#### Provided text
Russia, Serbia celebrate Christmas
Orthodox Christians in Russia, Serbia and other countries began Christmas observances Thursday amid restrictions aimed at dampening the spread of the coronavirus, but few worshipers appeared concerned as they streamed into churches.
The majority of Orthodox believers celebrate Christmas on Jan. 7, with midnight services especially popular. The churches in Romania, Bulgaria, Cyprus and Greece mark it on Dec. 25 along with other Christian denominations.
The Russian Orthodox Church, the largest Orthodox congregation, said celebrants must wear masks and observe social distancing at services. But a live broadcast of the service from Moscow’s huge Christ The Savior Cathedral indicated about half those attending had no masks or pulled them to their chins as they watched the pageantry of gold-robed priests, including church leader Patriarch Kirill, chant prayers and wave smoking containers of incense.
Russian President Vladimir Putin, also without a mask, attended a service at the Church of the Image of the Saviour Made Without Hands in Novo-Ogaryovo, outside Moscow.
########
#### Source data
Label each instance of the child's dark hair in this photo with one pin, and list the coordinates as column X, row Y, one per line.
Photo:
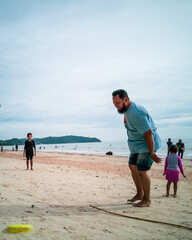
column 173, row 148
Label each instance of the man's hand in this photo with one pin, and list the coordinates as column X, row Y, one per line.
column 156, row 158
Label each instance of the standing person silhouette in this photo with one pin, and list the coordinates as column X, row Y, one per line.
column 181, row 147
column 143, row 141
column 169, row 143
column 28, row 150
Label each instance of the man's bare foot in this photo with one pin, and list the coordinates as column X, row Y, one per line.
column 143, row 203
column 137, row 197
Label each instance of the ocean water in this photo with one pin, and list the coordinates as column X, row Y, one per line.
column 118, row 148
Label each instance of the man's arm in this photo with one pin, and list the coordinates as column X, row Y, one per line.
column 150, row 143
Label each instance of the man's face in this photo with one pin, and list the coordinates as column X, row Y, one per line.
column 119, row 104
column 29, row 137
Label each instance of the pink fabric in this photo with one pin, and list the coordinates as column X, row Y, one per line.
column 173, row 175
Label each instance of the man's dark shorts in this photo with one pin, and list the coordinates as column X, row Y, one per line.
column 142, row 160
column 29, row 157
########
#### Source data
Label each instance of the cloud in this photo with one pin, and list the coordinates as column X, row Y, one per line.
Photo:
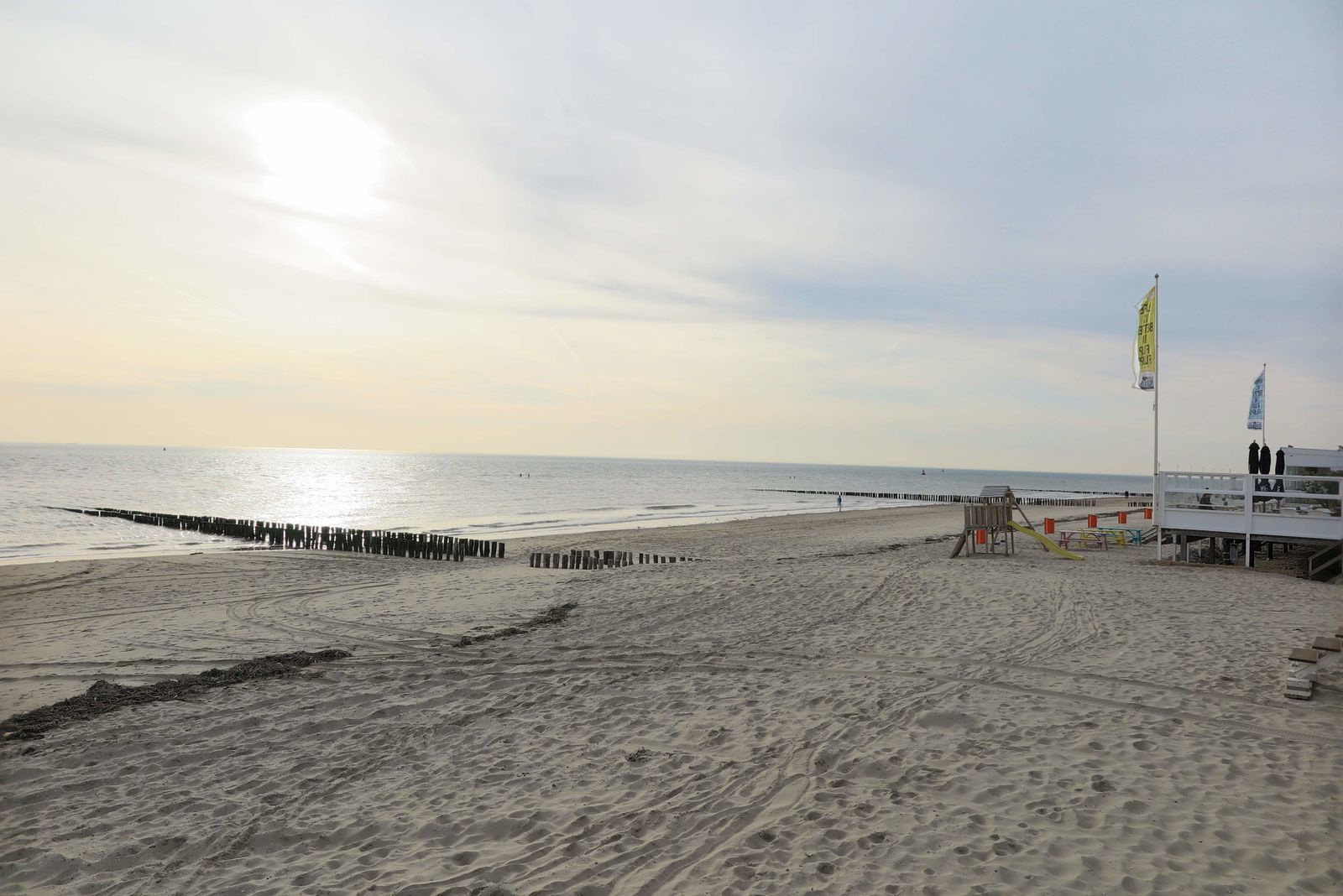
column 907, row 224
########
=== Required actions ===
[a] Duplicate the stretch of the article on Orthodox Christmas from "The Russian Orthodox" through "containers of incense.".
[b] Answer these questions from the article on Orthodox Christmas:
(i) On what date do most Orthodox believers celebrate Christmas?
(ii) What did the Russian Orthodox Church say celebrants must do at services?
(iii) At which church did Vladimir Putin attend a service?

=== Results of the exercise ===
[a]
The Russian Orthodox Church, the largest Orthodox congregation, said celebrants must wear masks and observe social distancing at services. But a live broadcast of the service from Moscow’s huge Christ The Savior Cathedral indicated about half those attending had no masks or pulled them to their chins as they watched the pageantry of gold-robed priests, including church leader Patriarch Kirill, chant prayers and wave smoking containers of incense.

[b]
(i) Jan. 7
(ii) Wear masks and observe social distancing
(iii) The Church of the Image of the Saviour Made Without Hands in Novo-Ogaryovo, outside Moscow